Indian share markets have recovered from every fall and made new highs after the Covid crash which has brought some complacency among both local and foreign investors. Now, investors are worried about selling aggressively even in the face of apparent negatives as they are afraid of losing the next upside. Nifty is likely to hit a new high soon, said Deepak Jasani, Head of Retail Research, HDFC Securities in an interview with Harshita Tyagi of FinancialExpress.com. BFSI, Pharma, Capital Goods, and PSU stocks look good to accumulate on dips, while Metals, Oil & Gas may be avoided for a few more quarters, he added.
Amid geopolitical tension, hot inflation, interest hikes, and recession fears. Indian markets have relatively outperformed. Will this outperformance continue going forward?
The near-term macro situation in India is better than a lot of other markets. Also, India scores better against most other emerging markets and could keep attracting funds from FPIs. China has its own set of problems currently. All these could mean that the outperformance of India could continue for some more time; however, the degree of outperformance may reduce due to apparent overvaluation concerns held by some investors.

Aim of the task: Reproduce the full interview excerpt on Indian share markets word for word. The records that accompany this interview excerpt on Indian share markets come from a separate source.

Material provided:
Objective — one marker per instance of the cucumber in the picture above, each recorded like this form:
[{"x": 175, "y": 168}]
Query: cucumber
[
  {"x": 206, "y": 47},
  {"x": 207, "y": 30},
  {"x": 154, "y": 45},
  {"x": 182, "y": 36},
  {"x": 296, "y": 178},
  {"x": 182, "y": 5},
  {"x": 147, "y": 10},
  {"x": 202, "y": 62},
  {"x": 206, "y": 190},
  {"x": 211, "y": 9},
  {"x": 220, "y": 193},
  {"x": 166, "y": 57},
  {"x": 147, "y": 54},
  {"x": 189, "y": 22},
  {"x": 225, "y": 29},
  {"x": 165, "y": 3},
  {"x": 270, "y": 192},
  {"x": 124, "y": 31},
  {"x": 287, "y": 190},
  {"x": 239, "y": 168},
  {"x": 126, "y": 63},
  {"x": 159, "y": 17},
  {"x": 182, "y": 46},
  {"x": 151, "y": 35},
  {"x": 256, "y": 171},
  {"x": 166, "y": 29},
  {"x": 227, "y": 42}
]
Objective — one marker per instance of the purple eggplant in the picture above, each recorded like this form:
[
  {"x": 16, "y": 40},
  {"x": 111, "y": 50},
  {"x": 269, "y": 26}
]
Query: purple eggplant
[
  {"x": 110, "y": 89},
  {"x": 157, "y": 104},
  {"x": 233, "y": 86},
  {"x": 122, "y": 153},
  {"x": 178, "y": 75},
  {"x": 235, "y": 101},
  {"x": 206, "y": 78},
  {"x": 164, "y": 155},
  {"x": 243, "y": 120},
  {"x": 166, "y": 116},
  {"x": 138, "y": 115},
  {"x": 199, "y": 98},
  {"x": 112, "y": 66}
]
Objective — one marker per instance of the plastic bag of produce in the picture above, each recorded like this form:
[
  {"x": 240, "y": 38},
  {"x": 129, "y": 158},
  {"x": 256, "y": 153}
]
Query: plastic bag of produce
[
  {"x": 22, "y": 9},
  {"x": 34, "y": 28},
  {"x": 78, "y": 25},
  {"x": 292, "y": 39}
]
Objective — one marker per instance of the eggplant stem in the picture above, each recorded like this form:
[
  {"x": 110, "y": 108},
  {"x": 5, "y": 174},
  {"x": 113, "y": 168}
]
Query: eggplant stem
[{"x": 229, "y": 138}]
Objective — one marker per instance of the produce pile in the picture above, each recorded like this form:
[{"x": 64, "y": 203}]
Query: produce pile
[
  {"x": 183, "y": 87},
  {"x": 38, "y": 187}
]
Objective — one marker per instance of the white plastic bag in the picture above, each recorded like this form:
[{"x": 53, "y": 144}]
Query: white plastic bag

Answer to the problem:
Indian share markets have recovered from every fall and made new highs after the Covid crash which has brought some complacency among both local and foreign investors. Now, investors are worried about selling aggressively even in the face of apparent negatives as they are afraid of losing the next upside. Nifty is likely to hit a new high soon, said Deepak Jasani, Head of Retail Research, HDFC Securities in an interview with Harshita Tyagi of FinancialExpress.com. BFSI, Pharma, Capital Goods, and PSU stocks look good to accumulate on dips, while Metals, Oil & Gas may be avoided for a few more quarters, he added.
Amid geopolitical tension, hot inflation, interest hikes, and recession fears. Indian markets have relatively outperformed. Will this outperformance continue going forward?
The near-term macro situation in India is better than a lot of other markets. Also, India scores better against most other emerging markets and could keep attracting funds from FPIs. China has its own set of problems currently. All these could mean that the outperformance of India could continue for some more time; however, the degree of outperformance may reduce due to apparent overvaluation concerns held by some investors.